In recent years, with the emergence of new satellites combining a high spatial and temporal resolution, such as the Sentinel missions, an increasing number of studies have shown the potential of remote sensing for grassland mapping and monitoring [
24,
25]. Optical and radar image time series are increasingly used to discriminate grasslands habitats [
26,
27,
28] or management practices [
29]. A large number of studies focus on mapping grassland-use intensity either through image classification methods [
30] or by retrieving different factors of grassland-use intensity (e.g., mowing frequency, grazing intensity, and/or biomass production) from image time series and auxiliary data [
29,
31,
32,
33,
34]. In this context, the most frequently used index seems to be the Normalized Difference Vegetation Index (NDVI), followed by biophysical indices, such as the Leaf Area Index (LAI).
Lately, particular attention has been given to the detection of mowing events based on satellite image time series. The timing and frequency of mowing events have a great influence on grasslands provisioning and regulating ecosystem services and on biodiversity [
35,
36]. Several types of approaches have been explored. A majority of studies use optical imagery (e.g., Sentinel-2, Landsat, MODIS, and RapidEye), detecting mowing events through significant decreases in the NDVI, LAI, or other vegetation indices [
33,
37,
38]. In radar remote sensing (e.g., Sentinel-1), mowing events can be detected through sudden increases in interferometric coherence time series [
39,
40]. Optical imagery allows detecting mowing events with more precision (i.e., less false positives) but with a lower detection rate than radar because persistent cloud cover prevents the detection of some events. A few studies, therefore, combined both optical and radar imagery, increasing the detection rate while limiting the number of false positives. Studies combining Sentinel-1 and Sentinel-2 time series for either rule-based or deep learning mowing detection methods reached high performances, with F1-scores between 79% and 84% [
41,
42].
Many mowing detection methods described in the literature are object based, relying on existing delineations of parcel boundaries or a preliminary segmentation step [
32,
39,
40,
41,
42,
43]. This allows a spatial smoothing of the satellite signal and avoids the salt-and-pepper effect that is inherent to pixel-based approaches [
37,
38,
44]. One of the major drawbacks of object-based approaches is, however, the potential heterogeneity of practices inside declared or delineated parcels. When only one part of a parcel is mown at a given time and the other is grazed or mown at a different time, the signal change can be smoothed out, causing omissions.
While many studies focused on mowing detection, few have investigated the possibility of monitoring grazing activities [
30,
32,
45] and even fewer discriminate grazed and mown grasslands [
29]. Grazing has been identified as a major confounding factor to mowing detection in several studies as many false mowing detections occur in pastures [
40,
44] because they both result in biomass removal. However, both from an agricultural and an ecological point of view, grazing and mowing cannot be considered equivalent management practices because the first is selective (depending on the type of livestock), while the second is not.

_DATA ROWS:_

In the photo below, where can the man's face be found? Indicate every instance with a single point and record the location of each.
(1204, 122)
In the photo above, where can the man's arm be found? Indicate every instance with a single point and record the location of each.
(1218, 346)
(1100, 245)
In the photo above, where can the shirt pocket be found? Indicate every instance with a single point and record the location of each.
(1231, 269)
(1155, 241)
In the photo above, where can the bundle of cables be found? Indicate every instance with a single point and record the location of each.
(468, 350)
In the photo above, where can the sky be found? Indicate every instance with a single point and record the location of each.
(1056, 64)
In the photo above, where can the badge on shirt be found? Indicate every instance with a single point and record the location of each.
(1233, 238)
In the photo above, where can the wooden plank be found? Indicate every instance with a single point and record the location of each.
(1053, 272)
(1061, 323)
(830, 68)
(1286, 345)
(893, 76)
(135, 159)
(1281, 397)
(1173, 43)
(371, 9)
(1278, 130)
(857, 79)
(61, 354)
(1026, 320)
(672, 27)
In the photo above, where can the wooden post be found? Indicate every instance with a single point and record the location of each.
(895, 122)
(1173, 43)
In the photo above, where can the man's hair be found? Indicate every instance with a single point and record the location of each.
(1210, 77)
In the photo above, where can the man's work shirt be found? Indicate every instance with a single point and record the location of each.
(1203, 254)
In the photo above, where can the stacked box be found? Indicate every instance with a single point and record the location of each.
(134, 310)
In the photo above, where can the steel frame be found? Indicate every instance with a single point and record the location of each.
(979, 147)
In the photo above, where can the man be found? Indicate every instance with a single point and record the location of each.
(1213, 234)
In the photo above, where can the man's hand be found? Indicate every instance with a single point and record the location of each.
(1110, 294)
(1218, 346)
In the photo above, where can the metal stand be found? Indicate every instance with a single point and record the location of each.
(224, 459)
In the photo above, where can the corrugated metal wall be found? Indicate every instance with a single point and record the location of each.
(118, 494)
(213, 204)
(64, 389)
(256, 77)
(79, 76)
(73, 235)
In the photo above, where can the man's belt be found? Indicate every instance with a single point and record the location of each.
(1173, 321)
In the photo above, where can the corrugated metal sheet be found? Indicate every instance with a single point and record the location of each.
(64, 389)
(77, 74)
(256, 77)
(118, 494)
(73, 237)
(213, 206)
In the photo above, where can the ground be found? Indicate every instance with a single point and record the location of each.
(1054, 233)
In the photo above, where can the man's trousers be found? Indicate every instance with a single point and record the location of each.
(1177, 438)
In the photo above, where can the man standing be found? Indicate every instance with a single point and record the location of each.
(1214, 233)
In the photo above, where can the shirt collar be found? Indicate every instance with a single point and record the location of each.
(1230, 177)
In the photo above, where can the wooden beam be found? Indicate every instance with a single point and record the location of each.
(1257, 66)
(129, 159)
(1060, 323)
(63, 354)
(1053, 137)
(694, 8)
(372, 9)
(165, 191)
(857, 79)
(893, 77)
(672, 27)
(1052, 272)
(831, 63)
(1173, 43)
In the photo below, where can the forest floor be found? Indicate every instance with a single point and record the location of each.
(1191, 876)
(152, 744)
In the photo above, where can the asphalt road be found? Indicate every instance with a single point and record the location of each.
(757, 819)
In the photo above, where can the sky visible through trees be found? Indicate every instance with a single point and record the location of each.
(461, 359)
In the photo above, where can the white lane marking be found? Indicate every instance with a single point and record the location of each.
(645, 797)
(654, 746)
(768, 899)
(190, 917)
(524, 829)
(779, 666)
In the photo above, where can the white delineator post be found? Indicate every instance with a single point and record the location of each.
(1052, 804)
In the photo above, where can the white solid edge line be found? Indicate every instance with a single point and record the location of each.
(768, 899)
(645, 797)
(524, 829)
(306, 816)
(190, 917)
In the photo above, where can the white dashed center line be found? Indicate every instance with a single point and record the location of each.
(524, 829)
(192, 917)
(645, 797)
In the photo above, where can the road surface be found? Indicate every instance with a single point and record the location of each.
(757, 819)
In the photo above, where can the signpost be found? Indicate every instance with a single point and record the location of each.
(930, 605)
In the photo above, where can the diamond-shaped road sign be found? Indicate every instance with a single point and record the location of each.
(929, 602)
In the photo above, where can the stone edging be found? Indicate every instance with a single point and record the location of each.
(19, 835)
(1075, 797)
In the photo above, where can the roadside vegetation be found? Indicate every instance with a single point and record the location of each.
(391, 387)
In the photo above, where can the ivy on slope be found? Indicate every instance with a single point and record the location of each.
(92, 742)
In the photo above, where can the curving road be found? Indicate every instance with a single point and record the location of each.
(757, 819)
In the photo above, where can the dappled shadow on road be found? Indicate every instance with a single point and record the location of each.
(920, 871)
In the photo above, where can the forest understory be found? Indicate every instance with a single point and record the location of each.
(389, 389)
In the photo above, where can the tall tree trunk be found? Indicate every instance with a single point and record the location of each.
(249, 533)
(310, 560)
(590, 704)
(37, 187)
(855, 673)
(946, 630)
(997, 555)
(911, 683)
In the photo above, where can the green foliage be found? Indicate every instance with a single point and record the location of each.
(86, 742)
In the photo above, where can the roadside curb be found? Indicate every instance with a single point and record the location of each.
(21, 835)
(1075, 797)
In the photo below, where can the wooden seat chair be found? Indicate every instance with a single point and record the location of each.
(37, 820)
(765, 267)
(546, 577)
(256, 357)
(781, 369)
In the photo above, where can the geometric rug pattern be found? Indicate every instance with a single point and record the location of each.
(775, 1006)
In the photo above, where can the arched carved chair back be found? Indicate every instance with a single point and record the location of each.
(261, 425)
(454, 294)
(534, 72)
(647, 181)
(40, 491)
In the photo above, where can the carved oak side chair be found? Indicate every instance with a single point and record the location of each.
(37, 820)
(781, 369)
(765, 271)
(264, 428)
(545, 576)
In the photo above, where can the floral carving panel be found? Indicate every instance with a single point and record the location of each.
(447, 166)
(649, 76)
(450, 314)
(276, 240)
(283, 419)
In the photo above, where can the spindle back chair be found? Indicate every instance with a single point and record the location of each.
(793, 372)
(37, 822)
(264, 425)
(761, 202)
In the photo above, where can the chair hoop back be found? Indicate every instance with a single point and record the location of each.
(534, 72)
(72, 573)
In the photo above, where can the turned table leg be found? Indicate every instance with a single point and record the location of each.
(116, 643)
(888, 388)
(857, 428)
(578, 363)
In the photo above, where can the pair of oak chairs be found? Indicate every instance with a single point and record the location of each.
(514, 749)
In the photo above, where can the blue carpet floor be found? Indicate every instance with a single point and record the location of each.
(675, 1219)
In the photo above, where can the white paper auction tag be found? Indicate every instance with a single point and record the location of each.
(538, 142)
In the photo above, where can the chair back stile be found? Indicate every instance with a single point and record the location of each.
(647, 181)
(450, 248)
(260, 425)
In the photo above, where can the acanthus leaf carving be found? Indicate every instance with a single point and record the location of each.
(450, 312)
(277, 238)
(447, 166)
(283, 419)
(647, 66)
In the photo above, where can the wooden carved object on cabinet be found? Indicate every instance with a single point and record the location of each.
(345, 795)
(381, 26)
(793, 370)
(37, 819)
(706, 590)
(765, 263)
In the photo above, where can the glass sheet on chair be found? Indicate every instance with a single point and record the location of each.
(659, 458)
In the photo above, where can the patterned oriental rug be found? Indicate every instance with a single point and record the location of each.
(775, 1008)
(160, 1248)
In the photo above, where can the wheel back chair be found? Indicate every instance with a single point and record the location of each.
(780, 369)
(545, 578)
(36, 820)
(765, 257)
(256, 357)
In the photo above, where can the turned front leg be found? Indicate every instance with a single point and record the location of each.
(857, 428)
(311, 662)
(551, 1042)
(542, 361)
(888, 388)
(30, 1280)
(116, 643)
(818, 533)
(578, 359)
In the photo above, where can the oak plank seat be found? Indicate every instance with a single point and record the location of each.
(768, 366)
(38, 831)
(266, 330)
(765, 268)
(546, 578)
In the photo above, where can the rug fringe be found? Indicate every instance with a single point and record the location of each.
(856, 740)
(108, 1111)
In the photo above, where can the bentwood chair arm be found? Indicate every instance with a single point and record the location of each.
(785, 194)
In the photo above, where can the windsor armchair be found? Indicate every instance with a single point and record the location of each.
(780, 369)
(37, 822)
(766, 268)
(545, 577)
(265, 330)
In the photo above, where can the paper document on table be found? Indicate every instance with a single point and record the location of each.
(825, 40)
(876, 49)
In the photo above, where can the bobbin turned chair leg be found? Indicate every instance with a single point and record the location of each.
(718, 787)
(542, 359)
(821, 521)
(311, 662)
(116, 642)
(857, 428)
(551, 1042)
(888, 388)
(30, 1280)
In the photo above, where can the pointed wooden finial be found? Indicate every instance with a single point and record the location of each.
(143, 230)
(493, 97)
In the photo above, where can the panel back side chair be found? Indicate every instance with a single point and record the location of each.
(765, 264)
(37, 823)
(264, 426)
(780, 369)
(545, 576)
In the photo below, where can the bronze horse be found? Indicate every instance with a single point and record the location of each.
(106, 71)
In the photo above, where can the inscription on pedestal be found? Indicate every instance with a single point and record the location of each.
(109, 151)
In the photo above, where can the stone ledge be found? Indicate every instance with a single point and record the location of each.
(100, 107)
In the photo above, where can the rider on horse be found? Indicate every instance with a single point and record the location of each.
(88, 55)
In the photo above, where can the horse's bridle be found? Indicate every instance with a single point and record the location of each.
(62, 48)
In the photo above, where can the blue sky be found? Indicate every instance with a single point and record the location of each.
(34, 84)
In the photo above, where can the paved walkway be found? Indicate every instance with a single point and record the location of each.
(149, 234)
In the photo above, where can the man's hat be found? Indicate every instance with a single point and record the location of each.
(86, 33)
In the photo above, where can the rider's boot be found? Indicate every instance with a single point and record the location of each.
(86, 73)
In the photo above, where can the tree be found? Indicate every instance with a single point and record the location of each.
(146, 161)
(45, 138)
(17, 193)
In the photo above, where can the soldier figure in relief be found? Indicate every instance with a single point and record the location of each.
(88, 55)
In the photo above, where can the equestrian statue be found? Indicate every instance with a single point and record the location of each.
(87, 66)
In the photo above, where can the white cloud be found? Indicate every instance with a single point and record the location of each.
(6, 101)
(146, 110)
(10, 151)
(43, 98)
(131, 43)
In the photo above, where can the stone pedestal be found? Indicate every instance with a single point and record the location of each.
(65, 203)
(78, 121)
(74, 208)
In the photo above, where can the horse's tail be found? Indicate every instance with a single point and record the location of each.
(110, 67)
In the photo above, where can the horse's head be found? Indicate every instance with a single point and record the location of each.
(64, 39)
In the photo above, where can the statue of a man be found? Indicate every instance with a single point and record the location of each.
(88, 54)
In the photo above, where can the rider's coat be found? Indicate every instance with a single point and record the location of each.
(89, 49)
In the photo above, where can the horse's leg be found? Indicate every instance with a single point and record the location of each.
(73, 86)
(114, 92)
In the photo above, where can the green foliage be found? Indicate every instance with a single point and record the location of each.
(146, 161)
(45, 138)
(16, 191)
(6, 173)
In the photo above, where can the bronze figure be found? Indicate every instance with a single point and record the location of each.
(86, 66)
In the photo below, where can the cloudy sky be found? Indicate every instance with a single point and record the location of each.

_EXERCISE REQUIREMENTS:_
Please carry on the text on satellite monitoring of grasslands, starting after its last sentence. The lines are separate from the text on satellite monitoring of grasslands.

_WRITTEN REPLY:_
The objective of this study is to differentiate grasslands in terms of management practices at the sub-parcel level, corresponding to homogeneous management units. Grasslands are differentiated in two hierarchical steps, combining a pixel-based and an object-based method to account for the variability in the practices inside declared parcels.
The first step consists of detecting the main management practice at the pixel level to differentiate pastures, managed exclusively through grazing, from hay meadows, which are mown mechanically. This preliminary pixel-based classification approach tackles two main issues in grassland monitoring, namely (i) the heterogeneity of practices inside declared parcels and (ii) grazing as a confounding factor for mowing detection.
Then, an object-based mowing detection method based on the Sentinel-1 (S1) and Sentinel-2 (S2) time series is applied to the management units classified as hay meadows to further differentiate them and to produce an exhaustive grassland management practice classification.
3. Methodology
Previous studies have shown the great potential of combining Sentinel-1 and Sentinel-2 for grassland mowing detection. Because of the speckle inherent to SAR imagery, pixel-based approaches are challenging. Therefore, studies using SAR data for mowing detection rely on object-based approaches, averaging the signal per parcel.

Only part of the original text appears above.